My question is, how do these specific non-free licenses hinder science? If you are philosophically inclined towards only free software then that's one thing. But if you argue that "free software is essential to doing good science" then that's another. And I don't believe the latter.
(In addition, the argument is likely that "GPL compatible licenses" are essential, since it's easy to come up with free-but-GPL-incompatible licenses, and I don't think that's what people actually want.)
Egon: please, do describe what you consider OpenSource...
As former abstracts reviewer for the Bioinformatics Open Source Conference I think I'll just do what I did then when people submitted "academic use only" talks, and point you towards the Open Source Definition. It's also what I did in an earlier comment on this post, about nauty.
Egon: But that's not the point of OpenSource and peer review. And the peer review is also not the only point for OpenSource.
And I never made those arguments. I'm saying that "free software is not an essential requirement to doing good software-based science." I like peer review. I like open source. I like access to the source code, and the ability to talk about the results of using that code (I'm looking at you Gaussian!). But there are also advantages to non-free software, even in research.
Free software says that it's morally wrong to have anything other than free software. That may be correct, though I disagree, but if that's the argument then this is a question of ethics in science, and not a question about doing good science.
Egon: And having abundant computing power around, $600 is an issue. It's 1/4th ACS conference visit, 1/4th OpenAccess paper. My funds are not so unlimited really, like that of many other PhDs and postdocs.
Funny enough, I don't submit peer-review publications in part because of the cost. Commercial rates are even higher than academic, and my company of just me makes less than your research group, which is able to afford good compute machines. I have a laptop.
But that's not my argument. I say that there can be advantages even in research software to having non-free software, as in the case of CHARMm where the license funding goes to pay for continued development and support of CHARMm.
Egon: And in a world so complex as the ours, shouldn't we try to keep to simple things simple?
I personally hate grant writing, and like knowing that I'll be able to afford a place to live. It would be simpler if I could convince people to give me money. ;)
Andrew: "free software is not an essential requirement to doing good software-based science."
Of course not. If you have enough eye balls, enough qualified scientists and developers, and good practices in your proprietary software development team, surely not.
Free software can just more efficient here. Does not have to be. There are many opensource packages around which are not developed in a Bazaar fashion, and these do not benefit from those efforts.
Check my blog:
http://chem-bla-ics.blogspot.com/2008/11/opendatasourcestandards-is-not-enough.html
I describe there that OpenSource != Open Project. The latter is important for peer review, not the former. If you manage to set up a Bazaar with your proprietary company X, surely that works too. It's just expensive, which is why you need to ask $600 per seat.
Peer review is primarily about the Bazaar model; and a Bazaar model just favours OpenSource models.
Andrew: But there are also advantages to non-free software, even in research.
So, what are the advantages of closed-source software for peer review and/or science?
Andrew: "Free software says that it's morally wrong to have anything other than free software"
Ah, but this depends on the FSF definition of free software. Remember the discussion about free software versus OpenSource! They are not the same! Don't mix that up. BSD is open source and surely has no problem with closed source bits. Same for LGPL, no worries about using that in proprietary code either.

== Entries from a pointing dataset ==
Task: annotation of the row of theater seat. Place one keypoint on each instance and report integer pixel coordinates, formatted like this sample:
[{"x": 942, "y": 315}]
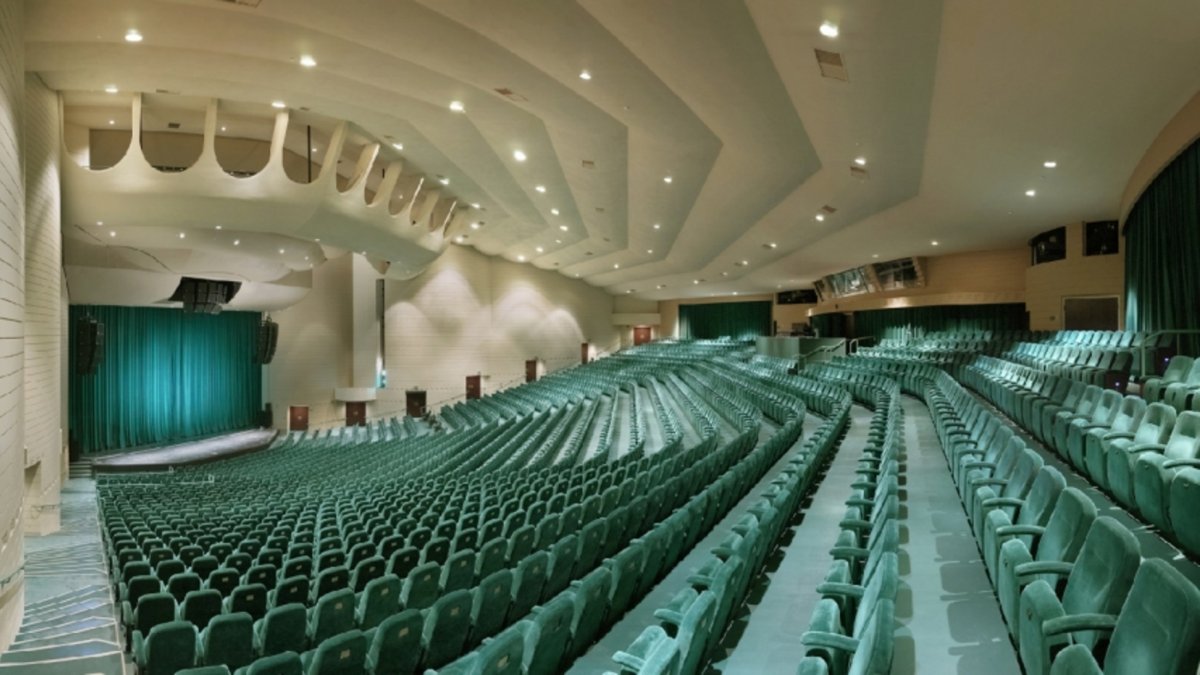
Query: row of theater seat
[
  {"x": 1072, "y": 586},
  {"x": 852, "y": 627},
  {"x": 690, "y": 627},
  {"x": 659, "y": 485},
  {"x": 1146, "y": 457}
]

== Instruction 1 ==
In the thread on free software in science, reproduce everything from "And I never" down to "PhDs and postdocs.".
== Instruction 2 ==
According to the thread on free software in science, what does the license funding for CHARMm pay for?
== Instruction 3 ==
Write the next part of the thread on free software in science, picking up after its last sentence.

== Final result 1 ==
And I never made those arguments. I'm saying that "free software is not an essential requirement to doing good software-based science." I like peer review. I like open source. I like access to the source code, and the ability to talk about the results of using that code (I'm looking at you Gaussian!). But there are also advantages to non-free software, even in research.
Free software says that it's morally wrong to have anything other than free software. That may be correct, though I disagree, but if that's the argument then this is a question of ethics in science, and not a question about doing good science.
Egon: And having abundant computing power around, $600 is an issue. It's 1/4th ACS conference visit, 1/4th OpenAccess paper. My funds are not so unlimited really, like that of many other PhDs and postdocs.

== Final result 2 ==
It pays for continued development and support of CHARMm.

== Final result 3 ==
I felt these things to be mixed earlier, which is why I asked to define opensource.
Andrew: I say that there can be advantages even in research software to having non-free software, as in the case of CHARMm where the license funding goes to pay for continued development and support of CHARMm.
The fact that companies are currently not commonly paying for opensource chemoinformatics software (they can! really! Contact me offline to learn about the deals I offer!), does not mean that closed-source software is the only answer. Not sure how well PyMOL is doing, but it seems still alive!
Andrew: It would be simpler if I could convince people to give me money. ;)
I totally agree with that.
Back on peer review. I think it comes down to this: the peer-review argument for OpenSource (not just GPL) is that it makes the process simpler. And please do explain me if you feel closed-source makes peer review easier. I have no clue how that would work.
Egon: If you have enough eye balls, enough qualified scientists and developers, and good practices in your proprietary software development team, surely not.
Part of my presentation at GCC was to point out that there aren't enough people on the open source projects. Linus's Law requires a big enough population. While money, which can come from licensing, can fund eyeballs.
Egon: Free software can just more efficient here. Does not have to be.
Yes. My talk was about problems of open source development in computational chemistry software. There's no way I can address the entire world of software development. I have to finish the final version of that text ...
Egon: Check my blog
I did, but I'm not talking about open projects. I'm talking about open source as a necessary requirement for doing science. You said once: "As a scientist, I take the position that any implementation must be open source; that's mere consequence of the scientific requirements for peer review and reproducibility." I disagree, and these are my arguments.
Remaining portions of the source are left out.